▶ [Gestellte Aufgabe 1]: Zähle, wie viele der Zeilen unterhalb des Forumsbeitrags die Zeichenfolge „porsche“ enthalten. Nenne nur die Zahl.

▶ [Vorliegender Textauszug]:
= = = = =
# Sicherheitsupdate von Microsoft



## Anonymous (27 März 2002)

Hallo,

das "Sicherheitsupdate von Microsoft" http://www.computerbetrug.de/aktuelles/aktuelles.php
(Nachricht vom 07.03.2002) habe ich auch erhalten  :x (abernatürlich nicht geöffnet   )

Allerdings war der Absender so blöd und hat mir diese Email über eine T-online Adresse geschickt
(angezeigter Name: Microsoft Corporation Security Center
Email-Adresse: [email protected]) 
wobei für xxx ein richtiger Name eingetragen war   

Nun meine Frage - was soll ich damit machen?
Habe die Mail an Microsoft geschickt, doch die kümmert das reichlich wenig und schreiben nur zurück, dass man solche Emails nicht öffnen soll  :cry: .
= = = = =
▶ [Angezeigte Daten]:
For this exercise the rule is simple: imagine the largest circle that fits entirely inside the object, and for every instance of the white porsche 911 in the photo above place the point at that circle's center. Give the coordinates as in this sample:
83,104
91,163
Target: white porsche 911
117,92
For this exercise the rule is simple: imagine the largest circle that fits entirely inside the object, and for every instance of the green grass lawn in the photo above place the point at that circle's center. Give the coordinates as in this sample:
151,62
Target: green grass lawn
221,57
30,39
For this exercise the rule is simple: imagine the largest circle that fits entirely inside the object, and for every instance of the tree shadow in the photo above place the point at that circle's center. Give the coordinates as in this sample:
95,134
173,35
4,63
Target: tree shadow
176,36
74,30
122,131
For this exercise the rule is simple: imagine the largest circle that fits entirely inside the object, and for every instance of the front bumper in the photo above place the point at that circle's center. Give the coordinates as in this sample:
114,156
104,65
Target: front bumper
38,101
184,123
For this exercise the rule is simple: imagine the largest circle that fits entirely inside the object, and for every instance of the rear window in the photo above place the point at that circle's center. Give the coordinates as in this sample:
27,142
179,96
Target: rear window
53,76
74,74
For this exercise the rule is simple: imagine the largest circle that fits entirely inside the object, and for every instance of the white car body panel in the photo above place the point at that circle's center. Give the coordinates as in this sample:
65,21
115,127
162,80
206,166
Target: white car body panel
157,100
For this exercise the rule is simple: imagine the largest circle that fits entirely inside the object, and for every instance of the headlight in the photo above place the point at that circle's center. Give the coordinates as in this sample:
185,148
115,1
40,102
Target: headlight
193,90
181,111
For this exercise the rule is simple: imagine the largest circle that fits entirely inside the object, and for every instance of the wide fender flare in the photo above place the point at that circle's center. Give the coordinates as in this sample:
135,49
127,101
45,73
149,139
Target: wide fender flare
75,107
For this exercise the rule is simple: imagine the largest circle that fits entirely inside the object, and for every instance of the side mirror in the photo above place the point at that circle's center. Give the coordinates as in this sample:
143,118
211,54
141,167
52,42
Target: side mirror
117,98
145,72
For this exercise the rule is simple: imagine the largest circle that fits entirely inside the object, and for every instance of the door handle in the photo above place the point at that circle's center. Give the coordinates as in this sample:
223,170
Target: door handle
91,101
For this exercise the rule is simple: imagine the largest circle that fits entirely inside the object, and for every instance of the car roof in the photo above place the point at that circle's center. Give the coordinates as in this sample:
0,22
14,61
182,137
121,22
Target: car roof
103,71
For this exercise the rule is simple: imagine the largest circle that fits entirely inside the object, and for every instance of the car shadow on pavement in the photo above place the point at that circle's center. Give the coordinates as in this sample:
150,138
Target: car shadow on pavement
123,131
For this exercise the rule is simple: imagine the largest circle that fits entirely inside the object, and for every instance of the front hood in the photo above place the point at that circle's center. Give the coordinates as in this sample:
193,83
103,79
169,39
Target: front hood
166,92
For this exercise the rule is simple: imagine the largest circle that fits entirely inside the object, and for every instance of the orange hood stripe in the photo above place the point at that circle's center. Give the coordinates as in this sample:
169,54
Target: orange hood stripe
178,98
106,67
= = = = =
▶ [Gestellte Aufgabe 2]: Übernimm aus dem Forumsbeitrag wortgetreu den Abschnitt, der bei den Worten „## Anonymous (27“ beginnt und nach „ich damit machen?“ endet.

▶ [Ergebnis 1]: 2

▶ [Ergebnis 2]:
## Anonymous (27 März 2002)

Hallo,

das "Sicherheitsupdate von Microsoft" http://www.computerbetrug.de/aktuelles/aktuelles.php
(Nachricht vom 07.03.2002) habe ich auch erhalten  :x (abernatürlich nicht geöffnet   )

Allerdings war der Absender so blöd und hat mir diese Email über eine T-online Adresse geschickt
(angezeigter Name: Microsoft Corporation Security Center
Email-Adresse: [email protected]) 
wobei für xxx ein richtiger Name eingetragen war   

Nun meine Frage - was soll ich damit machen?